Parts of the exercise ▸
- a) Rewrite the paragraph of the Sirtris article that begins "Unlike its first drug" as a short bulleted list, keeping its main facts.
- b) Answer these questions from the Sirtris article, one line each:
(i) Which member of the sirtuin family do Sirtris's next-generation activators target?
(ii) What is Sirtris's first drug a formulation of?
(iii) Which board has Lenny Guarente joined?
- c) Write the next paragraph of the Sirtris article, picking up after its final sentence.

Extract provided ▸
──────────────────────────────
In a short paper to appear in tomorrow’s Nature, scientists at Sirtris Pharmaceuticals describe the in vitro and in vivo data supporting the development of their next-generation activators of Sirt1, one of the members of the sirtuin family of proteins. It’s another opportunity for their persistent PR machine to talk up the company’s founding premise: that activating sirtuins, which appear to play a role in the aging process, may be useful in treating a variety of things, including diabetes.
Unlike its first drug, a formulation of resveratrol (a Sirt1 activator found in red wine, which is now in early-stage trials), Sirtris found the molecules analyzed in the Letter to Nature by specifically screening for activity against Sirt1. “From a pharmacological perspective, we’ve proved the mechanism,” Sirtris CEO Christoph Westphal said yesterday in a phone interview.
The next-generation Sirt1 program, along with its development of other sirtuin activators, puts Sirtris firmly in the lead in sirtuin field. So much so that Lenny Guarente, the scientific founder of rival company Elixir Pharmaceuticals (now in registration for an IPO), whose discovery that the sirtuin-expressing gene sir2 is an important regulator of life span in several species, has jumped from Elixir to the Sirtris Scientific Advisory Board.
──────────────────────────────
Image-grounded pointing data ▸
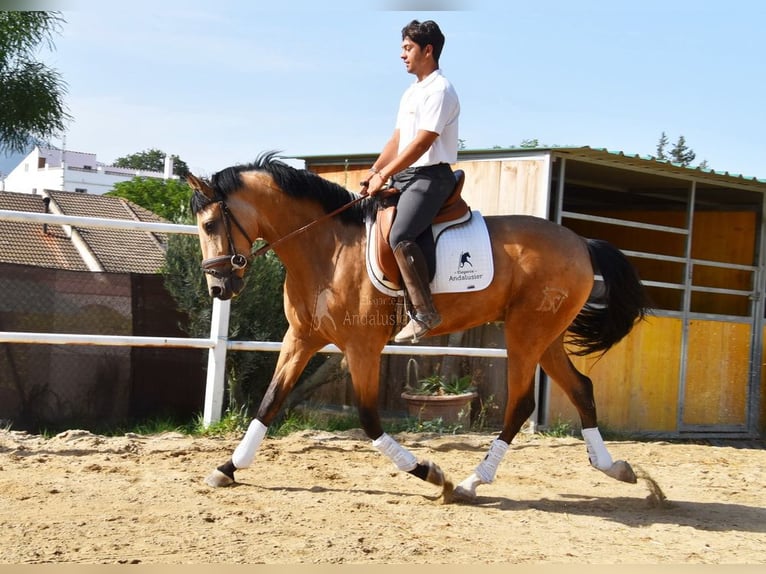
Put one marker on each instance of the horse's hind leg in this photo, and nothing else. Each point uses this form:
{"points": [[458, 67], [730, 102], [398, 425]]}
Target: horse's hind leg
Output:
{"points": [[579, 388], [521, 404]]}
──────────────────────────────
Replies ▸
- a)
- Sirtris's first drug is a formulation of resveratrol, a Sirt1 activator found in red wine, which is now in early-stage trials.
- Unlike that drug, the molecules analyzed in the Letter to Nature were found by screening specifically for activity against Sirt1.
- In a phone interview, Sirtris CEO Christoph Westphal said, "From a pharmacological perspective, we've proved the mechanism."

- b)
(i) Sirt1
(ii) Resveratrol
(iii) The Sirtris Scientific Advisory Board

- c)
No doubt Elixir abandoned Guarente a long time before he actually split. And the circumstance could have been predicted as far back as 2004, when Vaughn Kailian, ex of Millennium Pharmaceuticals and Cor Therapeutics, became Elixir’s Chairman. Kailian, a general partner at MPM Capital who focuses on late-stage investments (and also – DISCLOSURE, DISCLOSURE -- is a director of Windhover Information, IN VIVO’s publisher), is well known for advocating the rapid build-up of commercial capabilities. Indeed, during his tenure at Millennium, the competing interests of research and commercialization created a duality of cultures: what IN VIVO described at the time as “The Two Millenniums.”